§ **Your instructions**
Each line below should be written out again exactly.

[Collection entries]
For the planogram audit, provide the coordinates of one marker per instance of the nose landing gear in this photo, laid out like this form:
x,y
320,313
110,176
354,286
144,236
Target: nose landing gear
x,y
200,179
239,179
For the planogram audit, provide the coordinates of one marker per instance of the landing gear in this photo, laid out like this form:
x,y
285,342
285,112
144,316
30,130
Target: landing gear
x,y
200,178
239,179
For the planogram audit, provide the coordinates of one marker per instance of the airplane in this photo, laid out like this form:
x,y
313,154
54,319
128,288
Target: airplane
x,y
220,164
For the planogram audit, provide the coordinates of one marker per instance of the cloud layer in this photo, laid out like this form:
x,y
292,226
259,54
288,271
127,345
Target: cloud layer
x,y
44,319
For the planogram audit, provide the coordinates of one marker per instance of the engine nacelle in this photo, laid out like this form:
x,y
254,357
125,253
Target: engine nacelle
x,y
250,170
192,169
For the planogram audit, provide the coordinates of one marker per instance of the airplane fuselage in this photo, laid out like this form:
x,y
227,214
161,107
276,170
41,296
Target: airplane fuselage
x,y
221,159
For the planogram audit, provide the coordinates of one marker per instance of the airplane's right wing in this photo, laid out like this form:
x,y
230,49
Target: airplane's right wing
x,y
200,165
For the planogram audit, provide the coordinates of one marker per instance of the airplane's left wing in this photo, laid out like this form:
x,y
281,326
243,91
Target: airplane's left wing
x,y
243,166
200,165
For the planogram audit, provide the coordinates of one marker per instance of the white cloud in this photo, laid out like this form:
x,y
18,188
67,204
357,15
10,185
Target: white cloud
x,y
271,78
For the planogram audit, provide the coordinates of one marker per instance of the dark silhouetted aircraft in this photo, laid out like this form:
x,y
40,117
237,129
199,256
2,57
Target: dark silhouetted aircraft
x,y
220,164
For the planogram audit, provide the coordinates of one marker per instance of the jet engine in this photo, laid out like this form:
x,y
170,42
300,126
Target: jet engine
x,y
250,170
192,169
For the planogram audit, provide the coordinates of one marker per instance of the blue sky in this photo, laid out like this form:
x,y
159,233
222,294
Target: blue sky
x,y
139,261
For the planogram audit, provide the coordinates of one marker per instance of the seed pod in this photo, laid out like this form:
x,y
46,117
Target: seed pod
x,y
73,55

§ **Written solution**
For the planogram audit, provide the coordinates of one marker per instance of the nose landing gear in this photo, laid out like this form:
x,y
320,313
110,176
354,286
144,236
Target: nose landing gear
x,y
200,179
239,179
For the planogram audit, provide the coordinates of one marker per instance of the landing gear in this photo, laid out like this form:
x,y
285,342
285,112
144,316
30,130
Target: landing gear
x,y
200,178
239,179
For the planogram audit, provide the coordinates of one marker per instance of the airplane in this photo, laid out like this form:
x,y
313,154
54,319
128,288
Target: airplane
x,y
220,164
For the planogram audit, provide the coordinates of one marker per instance of the cloud layer in this photo, laid out like this form:
x,y
292,226
259,54
288,271
127,345
Target: cloud layer
x,y
44,319
For the planogram audit, provide the coordinates of one marker per instance of the engine nacelle in this photo, laid out like this form:
x,y
254,357
125,253
Target: engine nacelle
x,y
250,170
192,169
For the planogram audit, provide the coordinates of one marker per instance of the airplane fuselage in this photo, laid out like this form:
x,y
227,214
161,107
276,170
41,296
Target: airplane fuselage
x,y
221,159
For the planogram audit, provide the coordinates of one marker per instance of the airplane's right wing in this photo, laid out like this form:
x,y
230,49
Target: airplane's right wing
x,y
200,165
For the planogram audit, provide the coordinates of one marker per instance of the airplane's left wing in this photo, laid out like this form:
x,y
281,326
243,91
Target: airplane's left wing
x,y
243,166
200,165
For the planogram audit, provide the coordinates of one marker per instance of the white cloud in this photo, laid out like this form:
x,y
18,188
67,204
357,15
10,185
Target: white cloud
x,y
271,78
For the planogram audit, provide the coordinates of one marker per instance of the dark silhouetted aircraft in this photo, laid out like this form:
x,y
40,117
237,129
199,256
2,57
Target: dark silhouetted aircraft
x,y
220,164
For the planogram audit, provide the coordinates of one marker per instance of the jet engine in this photo, laid out like this form:
x,y
170,42
300,126
Target: jet engine
x,y
250,170
192,169
For the planogram audit, provide the coordinates of one marker per instance of the blue sky in this photo, laid out like this form:
x,y
159,233
222,294
Target: blue sky
x,y
139,261
For the planogram audit, provide the coordinates of one marker per instance of the seed pod in this photo, laid out like this form:
x,y
46,117
Target: seed pod
x,y
73,55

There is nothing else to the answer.